■ Quoted text:
-- start --
And maybe just to add to that I know you have tested the thinner Codell I guess down to six feet.
Have you included any of that into the 3P inventory yet?.
Brian, no, we have not. We did do a couple of tests and we’re still evaluating that we were encouraged with our first test that we have talked about previously at the 426 barrel of IP rate for 30 day rate, so we are still testing that. But no we do not have that included on our current 3P inventory..
Thanks for your question. The next question comes from David Deckelbaum of KeyBanc..
Sorry if I missed the color on this, but looks like you guys are above plan at least in the Mid-Continent in the fourth quarter, at 6,500 a day I think the guidance for '15 was to kind of hold like 5,900 a day basically flat throughout the year.
Can you give any color around that?.
Yes sure David, part of that production increase in 2014 fourth quarter in the Mid-Con was associated with our recompletion program. And those recompletion programs, it’s a statistical play, we had a good run on those recompletions but those recompletions do decline at a certain rate. And so that is what we factored into our 2015 planning..
-- end --
■ Stated exercise: According to the transcript above, what was part of the fourth-quarter 2014 production increase in the Mid-Continent associated with?

■ Data:
-- start --
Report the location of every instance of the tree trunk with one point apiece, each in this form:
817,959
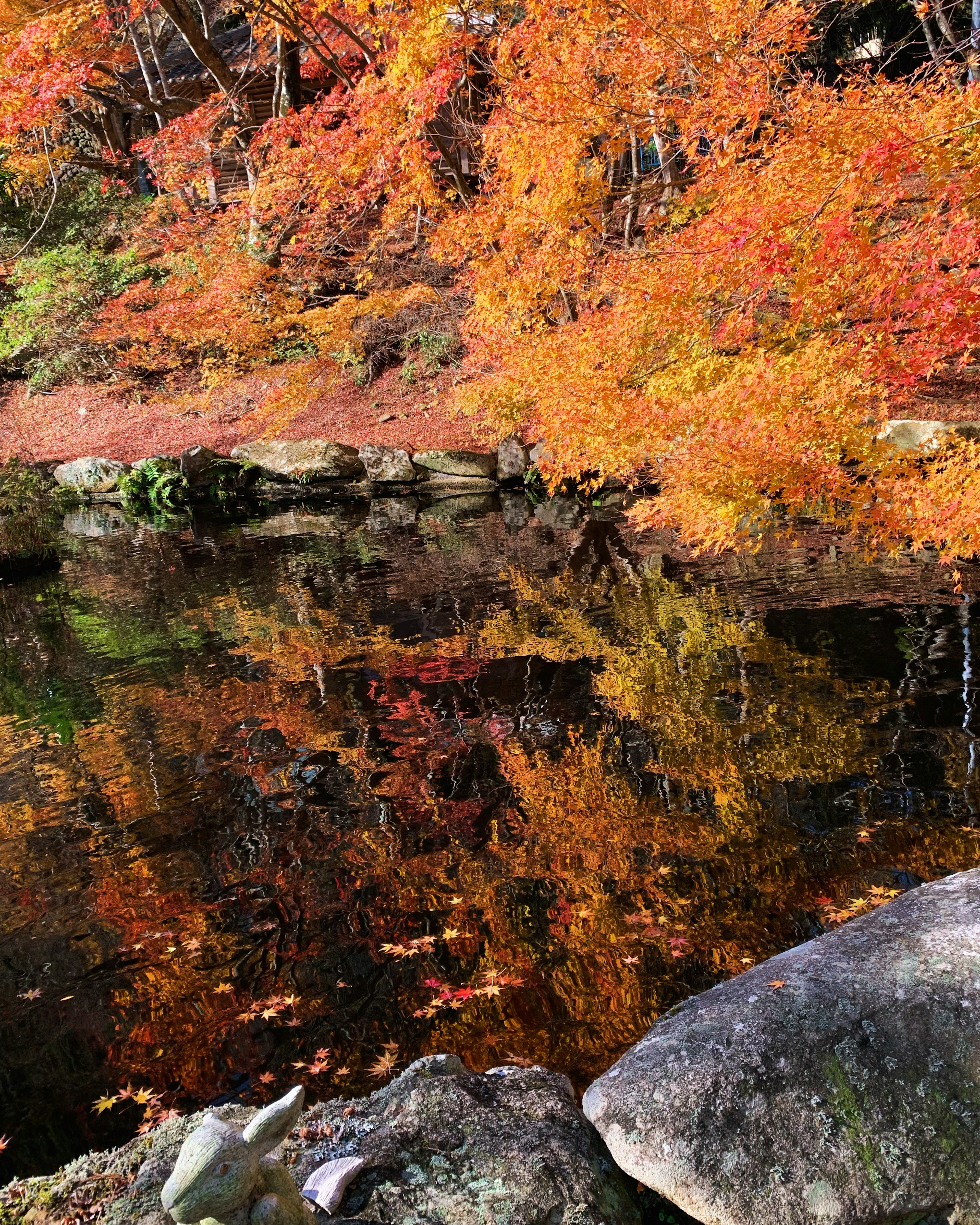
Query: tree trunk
-- end --
-- start --
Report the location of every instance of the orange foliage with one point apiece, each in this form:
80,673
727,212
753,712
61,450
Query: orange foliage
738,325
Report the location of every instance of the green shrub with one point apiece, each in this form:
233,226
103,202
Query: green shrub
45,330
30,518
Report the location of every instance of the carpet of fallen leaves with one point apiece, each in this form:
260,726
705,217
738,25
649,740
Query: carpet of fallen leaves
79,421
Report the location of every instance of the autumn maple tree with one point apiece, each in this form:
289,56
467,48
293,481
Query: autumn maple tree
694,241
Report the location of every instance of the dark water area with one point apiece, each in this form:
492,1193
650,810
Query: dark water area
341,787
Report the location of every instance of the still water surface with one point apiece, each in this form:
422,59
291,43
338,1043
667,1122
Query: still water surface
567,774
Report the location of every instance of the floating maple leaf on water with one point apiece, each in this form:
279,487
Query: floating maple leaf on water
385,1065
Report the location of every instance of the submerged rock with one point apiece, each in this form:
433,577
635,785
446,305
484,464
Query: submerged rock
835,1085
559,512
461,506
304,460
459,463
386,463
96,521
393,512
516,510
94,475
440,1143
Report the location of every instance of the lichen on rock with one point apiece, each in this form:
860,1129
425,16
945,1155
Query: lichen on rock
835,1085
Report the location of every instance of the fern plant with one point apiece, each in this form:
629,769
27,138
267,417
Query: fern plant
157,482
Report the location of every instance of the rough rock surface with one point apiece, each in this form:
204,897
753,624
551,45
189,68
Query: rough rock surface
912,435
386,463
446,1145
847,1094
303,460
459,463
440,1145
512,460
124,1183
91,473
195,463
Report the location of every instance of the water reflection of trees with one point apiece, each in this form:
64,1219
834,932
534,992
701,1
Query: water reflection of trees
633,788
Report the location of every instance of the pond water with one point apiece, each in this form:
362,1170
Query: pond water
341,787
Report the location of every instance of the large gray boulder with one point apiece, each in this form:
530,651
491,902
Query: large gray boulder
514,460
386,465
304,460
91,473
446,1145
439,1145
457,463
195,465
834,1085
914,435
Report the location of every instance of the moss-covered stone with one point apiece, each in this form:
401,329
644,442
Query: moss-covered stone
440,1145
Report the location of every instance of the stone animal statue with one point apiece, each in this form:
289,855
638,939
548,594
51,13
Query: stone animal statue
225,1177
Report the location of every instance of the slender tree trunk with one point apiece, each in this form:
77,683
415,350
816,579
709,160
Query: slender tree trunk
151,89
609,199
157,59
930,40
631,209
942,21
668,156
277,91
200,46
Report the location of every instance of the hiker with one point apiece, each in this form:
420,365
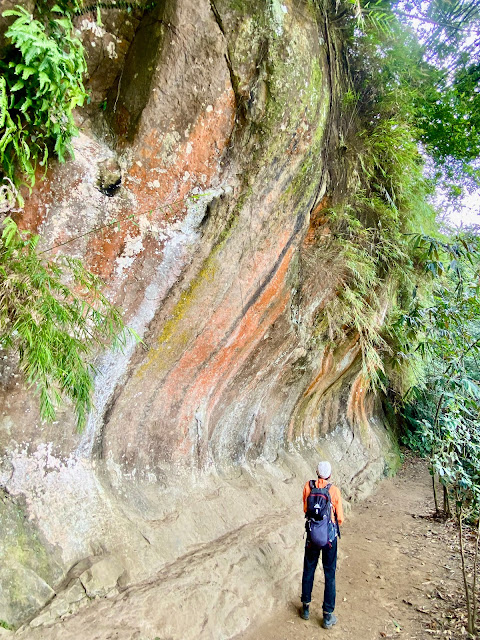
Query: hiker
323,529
-- end --
-- start --
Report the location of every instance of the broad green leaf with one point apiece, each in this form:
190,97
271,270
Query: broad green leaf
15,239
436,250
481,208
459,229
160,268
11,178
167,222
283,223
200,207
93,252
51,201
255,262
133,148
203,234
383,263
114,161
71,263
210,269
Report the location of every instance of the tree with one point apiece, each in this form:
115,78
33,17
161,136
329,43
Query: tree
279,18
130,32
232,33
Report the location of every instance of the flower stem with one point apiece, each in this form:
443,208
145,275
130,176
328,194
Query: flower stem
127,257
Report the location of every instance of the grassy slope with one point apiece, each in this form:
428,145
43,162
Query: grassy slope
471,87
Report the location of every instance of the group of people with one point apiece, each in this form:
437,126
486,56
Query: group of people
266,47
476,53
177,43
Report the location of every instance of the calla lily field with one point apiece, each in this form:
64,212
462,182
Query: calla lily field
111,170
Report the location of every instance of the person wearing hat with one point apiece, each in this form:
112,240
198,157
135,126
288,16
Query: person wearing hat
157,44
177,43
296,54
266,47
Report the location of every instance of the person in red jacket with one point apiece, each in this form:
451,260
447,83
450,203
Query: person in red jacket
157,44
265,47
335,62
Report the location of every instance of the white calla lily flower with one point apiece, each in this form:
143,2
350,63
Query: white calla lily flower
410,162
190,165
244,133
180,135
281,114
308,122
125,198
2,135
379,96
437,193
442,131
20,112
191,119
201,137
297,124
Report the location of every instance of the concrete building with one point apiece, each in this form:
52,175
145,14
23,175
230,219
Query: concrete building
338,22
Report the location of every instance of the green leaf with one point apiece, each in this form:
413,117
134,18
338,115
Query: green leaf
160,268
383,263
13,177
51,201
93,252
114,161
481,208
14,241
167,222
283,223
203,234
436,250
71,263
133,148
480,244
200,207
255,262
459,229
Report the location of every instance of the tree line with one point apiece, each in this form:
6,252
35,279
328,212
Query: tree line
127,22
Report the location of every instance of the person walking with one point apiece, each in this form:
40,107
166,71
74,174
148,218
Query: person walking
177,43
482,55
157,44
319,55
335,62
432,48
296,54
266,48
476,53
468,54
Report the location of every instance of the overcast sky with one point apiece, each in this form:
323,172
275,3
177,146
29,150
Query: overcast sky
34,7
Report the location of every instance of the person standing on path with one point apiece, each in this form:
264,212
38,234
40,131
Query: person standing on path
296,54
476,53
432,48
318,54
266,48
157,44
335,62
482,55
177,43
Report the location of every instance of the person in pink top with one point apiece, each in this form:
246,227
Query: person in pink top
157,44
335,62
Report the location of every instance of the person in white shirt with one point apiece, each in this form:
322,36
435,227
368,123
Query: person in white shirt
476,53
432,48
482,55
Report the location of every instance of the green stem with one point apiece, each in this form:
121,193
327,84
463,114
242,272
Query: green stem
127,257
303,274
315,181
-- end --
■ Reply to the task: It was associated with the company's recompletion program.